A “novel, simple and fast-acting” cure for Alzheimer’s disease would be a “medical miracle” but would result in a loss of $16.3 billion in annual revenues for the assisted living industry, according to a new analysis published in the journal Medical Hypotheses.

Additionally, more than 110,000 assisted living jobs would be lost, which would negatively affect the economy because of the workers’ reduced spending power, said author Leslie Norins, M.D., Ph.D., CEO of Alzheimer’s Germ Quest.

“It appears to be time for a taskforce of government officials, business executives, healthcare economists, and other stakeholders to produce a plan, even if theoretical, to cope with predictable economic effects of a quick and easy cure for AD. This medical miracle could arrive sooner than anyone expects,” he wrote.

• • • •

Task instructions:
(1) Answer these questions about the passage on an Alzheimer's cure and the assisted living industry.
(a) In which journal was the analysis published?
(b) How many assisted living jobs would be lost?
(c) Which groups does the author say a taskforce should include?
(2) Copy the part of the passage on an Alzheimer's cure and the assisted living industry starting at "Additionally, more than" and ending at "Alzheimer’s Germ Quest.".

Dataset entries
• • • •

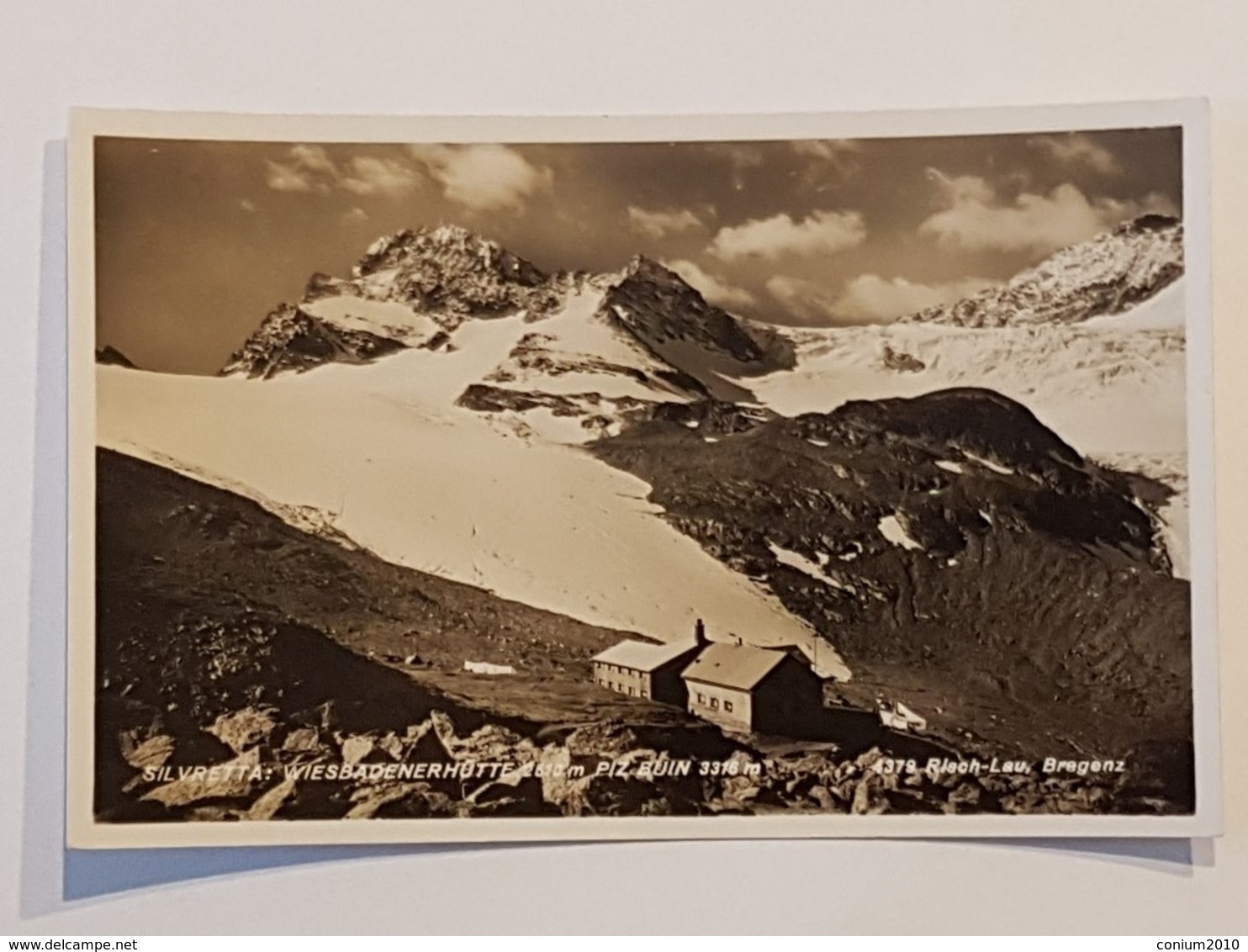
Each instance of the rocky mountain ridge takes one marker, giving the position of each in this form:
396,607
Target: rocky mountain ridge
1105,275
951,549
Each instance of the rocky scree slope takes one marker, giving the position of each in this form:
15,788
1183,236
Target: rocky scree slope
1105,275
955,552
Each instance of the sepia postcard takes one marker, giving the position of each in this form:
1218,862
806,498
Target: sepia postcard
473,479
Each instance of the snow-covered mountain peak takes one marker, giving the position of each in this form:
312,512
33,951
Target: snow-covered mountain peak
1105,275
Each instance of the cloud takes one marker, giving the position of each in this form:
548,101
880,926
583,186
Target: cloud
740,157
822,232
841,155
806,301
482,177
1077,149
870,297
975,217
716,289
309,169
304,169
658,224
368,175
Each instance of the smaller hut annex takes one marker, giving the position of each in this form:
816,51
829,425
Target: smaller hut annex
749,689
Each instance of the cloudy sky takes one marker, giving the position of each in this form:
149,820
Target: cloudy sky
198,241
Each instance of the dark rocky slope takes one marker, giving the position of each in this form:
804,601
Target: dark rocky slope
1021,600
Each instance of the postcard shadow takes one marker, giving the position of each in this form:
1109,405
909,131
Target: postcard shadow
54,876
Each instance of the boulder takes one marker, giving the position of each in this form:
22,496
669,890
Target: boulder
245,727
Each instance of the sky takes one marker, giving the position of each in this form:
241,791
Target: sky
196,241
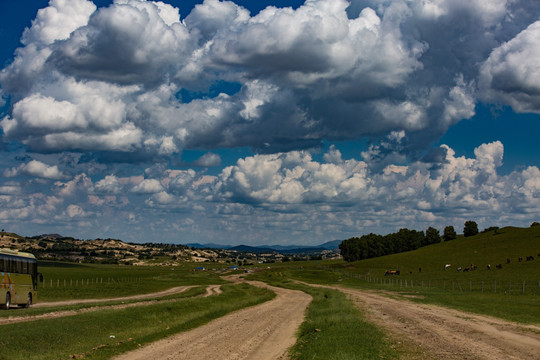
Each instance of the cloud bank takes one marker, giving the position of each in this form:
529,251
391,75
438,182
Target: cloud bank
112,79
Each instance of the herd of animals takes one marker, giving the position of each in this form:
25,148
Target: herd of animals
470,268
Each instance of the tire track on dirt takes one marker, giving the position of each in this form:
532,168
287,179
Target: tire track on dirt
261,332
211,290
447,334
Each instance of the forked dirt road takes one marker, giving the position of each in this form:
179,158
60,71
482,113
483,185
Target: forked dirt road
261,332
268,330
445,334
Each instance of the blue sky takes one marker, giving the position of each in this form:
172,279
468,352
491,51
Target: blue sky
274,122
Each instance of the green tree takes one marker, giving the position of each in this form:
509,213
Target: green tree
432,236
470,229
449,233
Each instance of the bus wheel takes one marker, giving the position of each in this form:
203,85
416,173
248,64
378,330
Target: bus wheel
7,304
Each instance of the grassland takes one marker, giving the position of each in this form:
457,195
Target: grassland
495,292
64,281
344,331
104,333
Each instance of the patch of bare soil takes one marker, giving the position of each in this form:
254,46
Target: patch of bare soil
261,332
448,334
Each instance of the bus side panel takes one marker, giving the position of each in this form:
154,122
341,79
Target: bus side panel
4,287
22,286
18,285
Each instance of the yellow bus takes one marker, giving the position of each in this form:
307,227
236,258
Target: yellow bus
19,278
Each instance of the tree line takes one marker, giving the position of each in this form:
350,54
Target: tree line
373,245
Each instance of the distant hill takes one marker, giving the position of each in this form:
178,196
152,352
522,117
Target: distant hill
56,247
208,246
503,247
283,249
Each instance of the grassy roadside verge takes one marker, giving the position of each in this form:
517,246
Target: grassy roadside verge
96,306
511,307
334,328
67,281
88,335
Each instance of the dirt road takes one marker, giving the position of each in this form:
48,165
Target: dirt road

• • • •

Answers below:
(1)
(a) Medical Hypotheses
(b) More than 110,000
(c) Government officials, business executives, healthcare economists, and other stakeholders

(2)
Additionally, more than 110,000 assisted living jobs would be lost, which would negatively affect the economy because of the workers’ reduced spending power, said author Leslie Norins, M.D., Ph.D., CEO of Alzheimer’s Germ Quest.